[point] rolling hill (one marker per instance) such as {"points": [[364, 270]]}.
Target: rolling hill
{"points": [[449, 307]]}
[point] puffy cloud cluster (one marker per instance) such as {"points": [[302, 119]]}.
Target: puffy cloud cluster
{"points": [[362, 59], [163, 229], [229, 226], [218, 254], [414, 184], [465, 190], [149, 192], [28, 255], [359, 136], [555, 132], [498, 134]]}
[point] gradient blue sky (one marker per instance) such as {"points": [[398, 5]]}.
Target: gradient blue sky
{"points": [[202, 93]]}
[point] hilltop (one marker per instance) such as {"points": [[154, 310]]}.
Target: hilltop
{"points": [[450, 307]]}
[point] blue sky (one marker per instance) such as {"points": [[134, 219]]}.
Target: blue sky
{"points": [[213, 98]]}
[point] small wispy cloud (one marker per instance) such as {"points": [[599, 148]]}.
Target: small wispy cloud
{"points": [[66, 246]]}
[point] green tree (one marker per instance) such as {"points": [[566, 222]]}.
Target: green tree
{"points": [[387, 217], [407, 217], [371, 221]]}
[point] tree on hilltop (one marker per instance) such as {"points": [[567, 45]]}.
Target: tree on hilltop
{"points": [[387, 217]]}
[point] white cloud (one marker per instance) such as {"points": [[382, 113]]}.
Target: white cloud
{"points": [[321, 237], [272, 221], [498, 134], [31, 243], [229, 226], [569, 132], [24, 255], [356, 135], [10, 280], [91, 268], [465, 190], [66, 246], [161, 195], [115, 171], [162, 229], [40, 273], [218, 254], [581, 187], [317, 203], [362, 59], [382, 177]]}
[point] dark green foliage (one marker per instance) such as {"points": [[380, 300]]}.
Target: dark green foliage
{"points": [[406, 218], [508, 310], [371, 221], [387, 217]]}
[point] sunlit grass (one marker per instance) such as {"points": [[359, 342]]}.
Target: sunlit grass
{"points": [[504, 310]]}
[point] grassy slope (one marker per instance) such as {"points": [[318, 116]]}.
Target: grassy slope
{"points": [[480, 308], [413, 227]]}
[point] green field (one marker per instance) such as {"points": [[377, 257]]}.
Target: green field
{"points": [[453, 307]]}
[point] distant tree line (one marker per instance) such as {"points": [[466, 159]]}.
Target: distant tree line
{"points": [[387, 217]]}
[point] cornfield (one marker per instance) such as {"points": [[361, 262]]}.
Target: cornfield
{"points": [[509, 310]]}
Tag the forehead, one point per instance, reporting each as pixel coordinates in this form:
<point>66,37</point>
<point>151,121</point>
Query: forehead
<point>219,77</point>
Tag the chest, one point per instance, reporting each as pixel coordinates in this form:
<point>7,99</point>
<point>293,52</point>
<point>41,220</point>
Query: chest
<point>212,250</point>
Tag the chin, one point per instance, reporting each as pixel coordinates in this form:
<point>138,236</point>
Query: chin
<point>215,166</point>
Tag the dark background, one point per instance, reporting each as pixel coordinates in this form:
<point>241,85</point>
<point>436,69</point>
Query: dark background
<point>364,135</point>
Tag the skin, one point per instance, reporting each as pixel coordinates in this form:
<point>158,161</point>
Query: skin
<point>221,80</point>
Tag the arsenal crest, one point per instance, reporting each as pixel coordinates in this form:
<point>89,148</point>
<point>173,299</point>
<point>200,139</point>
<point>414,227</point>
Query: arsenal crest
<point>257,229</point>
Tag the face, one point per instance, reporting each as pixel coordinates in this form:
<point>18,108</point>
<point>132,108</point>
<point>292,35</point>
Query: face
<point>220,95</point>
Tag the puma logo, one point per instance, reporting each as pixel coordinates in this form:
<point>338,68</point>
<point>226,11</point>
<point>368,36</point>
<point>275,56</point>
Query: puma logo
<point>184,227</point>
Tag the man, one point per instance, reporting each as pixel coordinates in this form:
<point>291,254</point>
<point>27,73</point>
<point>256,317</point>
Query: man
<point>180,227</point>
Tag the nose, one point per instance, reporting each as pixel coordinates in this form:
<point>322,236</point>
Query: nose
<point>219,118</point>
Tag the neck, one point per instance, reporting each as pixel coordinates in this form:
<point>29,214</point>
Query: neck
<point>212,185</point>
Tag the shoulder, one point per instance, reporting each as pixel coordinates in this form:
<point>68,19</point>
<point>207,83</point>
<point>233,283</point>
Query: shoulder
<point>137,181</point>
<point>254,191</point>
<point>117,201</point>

* * * * * * *

Exercise —
Reproduce the material above line for line, without changing a single character.

Exercise solution —
[point] rolling hill (one marker per instance) such as {"points": [[364, 270]]}.
Target: rolling hill
{"points": [[449, 307]]}
[point] puffy cloud cluster (one marker per instance) such as {"points": [[302, 119]]}.
Target: puffy cloud cluster
{"points": [[362, 59], [163, 229], [229, 226], [218, 254], [414, 184], [465, 190], [149, 192], [28, 255], [359, 136], [555, 132], [498, 134]]}
[point] gradient blue sky (one marker per instance) such as {"points": [[398, 5]]}.
Target: gradient blue sky
{"points": [[202, 93]]}
[point] hilltop (one marker per instance) such as {"points": [[154, 310]]}.
Target: hilltop
{"points": [[450, 307]]}
[point] blue sky (one marker per instance) such as {"points": [[134, 219]]}.
Target: blue sky
{"points": [[213, 98]]}
[point] small wispy cloud (one marker per instance) such as {"points": [[599, 148]]}.
Target: small wispy cloud
{"points": [[66, 246]]}
[point] green tree (one marker per instance) such as {"points": [[566, 222]]}.
Target: green tree
{"points": [[387, 217], [407, 217], [371, 221]]}
[point] tree on hilltop (one marker per instance) such as {"points": [[567, 45]]}.
Target: tree on hilltop
{"points": [[387, 217]]}
[point] white cloud (one marker per instance) such as {"points": [[382, 113]]}.
Target: white cloud
{"points": [[321, 237], [272, 221], [498, 134], [31, 243], [229, 226], [569, 132], [24, 255], [356, 135], [10, 280], [91, 268], [465, 190], [66, 246], [161, 195], [115, 171], [162, 229], [40, 273], [218, 254], [581, 187], [317, 203], [362, 59], [382, 177]]}
[point] dark green foliage (one marker per instance) such as {"points": [[380, 300]]}.
Target: dark green foliage
{"points": [[406, 218], [508, 310], [371, 221], [387, 217]]}
[point] sunlit grass (one marker per instance) such as {"points": [[359, 342]]}.
Target: sunlit grass
{"points": [[504, 310]]}
[point] grassy slope (one marker per instance) such as {"points": [[318, 116]]}.
Target: grassy slope
{"points": [[480, 308], [413, 227]]}
[point] green field (one marker per instance) such as {"points": [[377, 257]]}.
Target: green field
{"points": [[453, 307]]}
[point] distant tree line (one marker per instance) such as {"points": [[466, 159]]}.
Target: distant tree line
{"points": [[387, 217]]}
[point] cornfield (one marker per instance) such as {"points": [[361, 262]]}.
Target: cornfield
{"points": [[509, 310]]}
Tag the forehead, one point per instance, reporting each as pixel coordinates in this form:
<point>66,37</point>
<point>151,121</point>
Query: forehead
<point>219,77</point>
Tag the chest, one point per instance, reporting each as pixel coordinates in this form:
<point>7,99</point>
<point>293,52</point>
<point>41,220</point>
Query: chest
<point>212,250</point>
Tag the chin, one point per instance, reporting each as pixel coordinates in this form:
<point>138,236</point>
Query: chin
<point>215,166</point>
Tag the dark background, one point per instance, reporting each as pixel coordinates in this form:
<point>241,85</point>
<point>436,69</point>
Query: dark background
<point>364,135</point>
Tag the skin, one point per instance, reporting each as pixel coordinates in this form:
<point>158,161</point>
Query: skin
<point>221,80</point>
Tag the arsenal crest, one point per instance, reporting each as pixel coordinates in this form:
<point>89,148</point>
<point>173,299</point>
<point>200,139</point>
<point>414,227</point>
Query: arsenal crest
<point>257,229</point>
Tag the face, one point per instance, reporting each as pixel coordinates in this form:
<point>18,108</point>
<point>132,108</point>
<point>292,35</point>
Query: face
<point>220,95</point>
Tag the puma logo, one point per instance, reporting each as pixel coordinates in this form:
<point>338,68</point>
<point>226,11</point>
<point>368,36</point>
<point>275,56</point>
Query: puma logo
<point>184,227</point>
Tag the man, one point per instance, reporting each as pixel coordinates in this form:
<point>291,254</point>
<point>27,73</point>
<point>256,317</point>
Query: man
<point>180,227</point>
Tag the nose, one point per instance, reporting each as pixel coordinates in this form:
<point>322,236</point>
Query: nose
<point>219,118</point>
Tag the neck, one point per instance, reporting each as pixel coordinates in this form:
<point>29,214</point>
Query: neck
<point>212,185</point>
Tag the shoulder, one point per instance, reporting each as pixel coordinates in this form:
<point>68,19</point>
<point>207,83</point>
<point>233,283</point>
Query: shoulder
<point>137,181</point>
<point>254,191</point>
<point>117,201</point>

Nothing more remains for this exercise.